INSTRUCTION 1: Rewrite every line of the stored items listing, with each answer coordinate shifted up by 39. Leave out the pictures.

SOURCE DOCUMENT:

·····

In one or more embodiments of the present invention, the discs in the disc drill bit may be positively or negatively offset from the bit body. Referring now to FIGS. 3A & 3B, examples of negative and positive offset in a prior art disc drill bit 301 are shown. Disc drill bit 301 includes a bit body 303 having a journal (not shown), on which a disc 305 is rotatably mounted. Inserts 307 are arranged on the outside radius of disc 305. Disc drill bit 301 further includes a center axis 311 of rotation of bit body 303 offset from an axis 313 of rotation of disc 305. Bit body 303 rotates in one direction, as indicated in the figures, causing disc 305 to rotate in an opposite direction when cutting a borehole 331. Referring specifically to FIG. 3A, axis 313 of rotation of disc 305 is offset laterally backwards in relation to the clockwise rotation of bit body 303, showing disc drill bit 301 as negatively offset. Referring specifically to FIG. 3B, axis 313 of rotation of disc 305 is offset laterally forwards in relation to the clockwise rotation of bit body 303, showing disc drill bit 301 as positively offset.

·····

[Stored items]
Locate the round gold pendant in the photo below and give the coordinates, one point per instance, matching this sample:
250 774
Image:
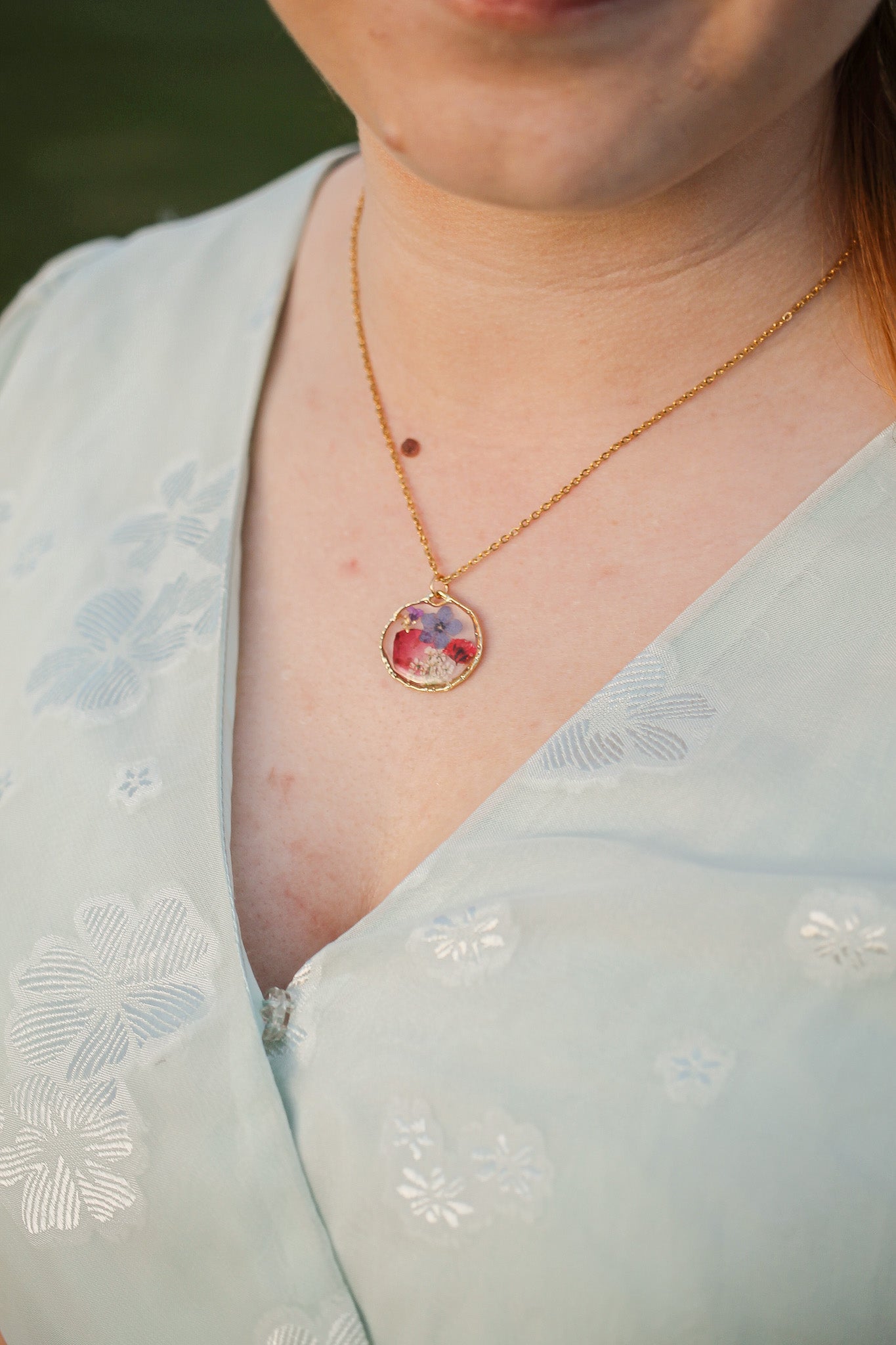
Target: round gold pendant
433 645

·····

INSTRUCTION 2:
Answer from the disc drill bit passage:
(a) Where on disc 305 are inserts 307 arranged?
(b) In FIG. 3A, in which direction is axis 313 of rotation of disc 305 offset?
(c) What is disc 305 rotatably mounted on?

CORRECT RESPONSE 1:
Locate the round gold pendant in the photo below and give the coordinates, one point per instance, matching this sample:
250 774
Image:
Target: round gold pendant
472 684

CORRECT RESPONSE 2:
(a) On the outside radius of disc 305.
(b) Laterally backwards in relation to the clockwise rotation of bit body 303, which shows the bit as negatively offset.
(c) A journal of bit body 303.